EXERCISE DETAILS =
List every line in the entries below that contains the word "sneaker".

Region labeling records:
%%

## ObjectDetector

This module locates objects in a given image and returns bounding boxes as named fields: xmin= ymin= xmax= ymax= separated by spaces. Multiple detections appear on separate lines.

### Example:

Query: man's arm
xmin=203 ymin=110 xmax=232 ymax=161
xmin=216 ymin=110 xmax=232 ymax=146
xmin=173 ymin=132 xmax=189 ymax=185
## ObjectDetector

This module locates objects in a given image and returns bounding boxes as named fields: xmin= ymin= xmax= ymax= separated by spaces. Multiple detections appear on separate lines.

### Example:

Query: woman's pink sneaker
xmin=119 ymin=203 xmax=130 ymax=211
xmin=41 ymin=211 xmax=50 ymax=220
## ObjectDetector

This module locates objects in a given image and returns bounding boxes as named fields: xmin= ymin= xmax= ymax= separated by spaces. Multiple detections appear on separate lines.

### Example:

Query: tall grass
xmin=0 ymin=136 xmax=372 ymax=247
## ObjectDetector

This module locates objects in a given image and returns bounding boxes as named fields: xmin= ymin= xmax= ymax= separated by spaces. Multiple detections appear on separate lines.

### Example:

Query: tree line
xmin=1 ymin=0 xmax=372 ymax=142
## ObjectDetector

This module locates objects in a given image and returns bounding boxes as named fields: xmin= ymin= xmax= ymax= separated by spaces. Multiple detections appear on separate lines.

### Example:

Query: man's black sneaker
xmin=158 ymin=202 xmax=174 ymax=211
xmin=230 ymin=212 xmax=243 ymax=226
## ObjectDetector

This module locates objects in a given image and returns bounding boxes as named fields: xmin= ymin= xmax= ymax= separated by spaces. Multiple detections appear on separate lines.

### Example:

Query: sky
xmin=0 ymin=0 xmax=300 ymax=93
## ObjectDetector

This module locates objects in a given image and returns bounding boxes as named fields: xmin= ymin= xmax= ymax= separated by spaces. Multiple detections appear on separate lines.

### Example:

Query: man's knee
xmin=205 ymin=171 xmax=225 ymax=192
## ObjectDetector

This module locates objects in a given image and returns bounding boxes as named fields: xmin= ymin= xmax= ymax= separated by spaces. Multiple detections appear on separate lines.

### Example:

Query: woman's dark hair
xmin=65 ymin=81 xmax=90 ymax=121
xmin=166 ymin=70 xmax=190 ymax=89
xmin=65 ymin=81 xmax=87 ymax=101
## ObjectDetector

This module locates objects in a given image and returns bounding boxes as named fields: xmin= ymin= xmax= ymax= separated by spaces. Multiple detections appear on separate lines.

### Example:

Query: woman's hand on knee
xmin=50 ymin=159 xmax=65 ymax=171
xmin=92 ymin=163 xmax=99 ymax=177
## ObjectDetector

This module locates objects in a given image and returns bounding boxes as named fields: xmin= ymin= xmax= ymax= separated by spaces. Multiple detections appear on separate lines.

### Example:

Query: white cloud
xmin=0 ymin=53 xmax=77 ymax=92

%%

RESULT FOR THIS EXERCISE =
Query: woman's pink sneaker
Query: man's black sneaker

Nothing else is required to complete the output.